=== Your task ===
Using the entries that follow, give the number of lines containing the string "road". Write nothing besides that number.

━━ Supplied entries ━━

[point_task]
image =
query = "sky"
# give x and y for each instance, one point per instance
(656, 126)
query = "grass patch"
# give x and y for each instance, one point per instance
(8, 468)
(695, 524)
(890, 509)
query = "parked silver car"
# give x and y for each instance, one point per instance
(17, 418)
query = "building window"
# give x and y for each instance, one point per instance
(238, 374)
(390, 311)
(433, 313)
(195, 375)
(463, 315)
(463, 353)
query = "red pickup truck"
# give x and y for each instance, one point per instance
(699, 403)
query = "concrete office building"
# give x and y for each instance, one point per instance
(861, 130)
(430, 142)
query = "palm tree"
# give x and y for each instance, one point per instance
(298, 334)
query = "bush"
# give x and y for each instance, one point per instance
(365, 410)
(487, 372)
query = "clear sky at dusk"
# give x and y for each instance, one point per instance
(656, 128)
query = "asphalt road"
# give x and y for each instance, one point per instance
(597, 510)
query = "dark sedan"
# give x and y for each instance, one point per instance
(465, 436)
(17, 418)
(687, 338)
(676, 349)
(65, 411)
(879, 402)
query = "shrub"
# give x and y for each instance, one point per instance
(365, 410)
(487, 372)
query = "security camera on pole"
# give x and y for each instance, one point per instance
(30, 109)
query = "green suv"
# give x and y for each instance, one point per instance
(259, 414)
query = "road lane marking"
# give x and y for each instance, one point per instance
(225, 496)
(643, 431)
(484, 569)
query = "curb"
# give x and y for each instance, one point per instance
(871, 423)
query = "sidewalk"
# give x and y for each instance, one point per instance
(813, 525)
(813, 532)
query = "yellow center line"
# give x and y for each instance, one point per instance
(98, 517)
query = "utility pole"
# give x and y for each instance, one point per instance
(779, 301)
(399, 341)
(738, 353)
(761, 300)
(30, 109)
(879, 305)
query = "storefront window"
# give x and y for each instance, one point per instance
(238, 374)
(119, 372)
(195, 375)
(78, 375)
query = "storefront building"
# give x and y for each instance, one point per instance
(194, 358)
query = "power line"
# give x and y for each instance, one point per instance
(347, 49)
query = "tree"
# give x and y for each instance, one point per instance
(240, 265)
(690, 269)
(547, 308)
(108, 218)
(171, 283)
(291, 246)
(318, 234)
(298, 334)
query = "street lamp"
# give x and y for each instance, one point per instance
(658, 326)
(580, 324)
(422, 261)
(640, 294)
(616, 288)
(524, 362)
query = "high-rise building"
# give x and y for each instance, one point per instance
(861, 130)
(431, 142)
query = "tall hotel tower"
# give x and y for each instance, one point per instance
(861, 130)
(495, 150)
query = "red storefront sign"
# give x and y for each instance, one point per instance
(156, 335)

━━━

=== Response to the task ===
2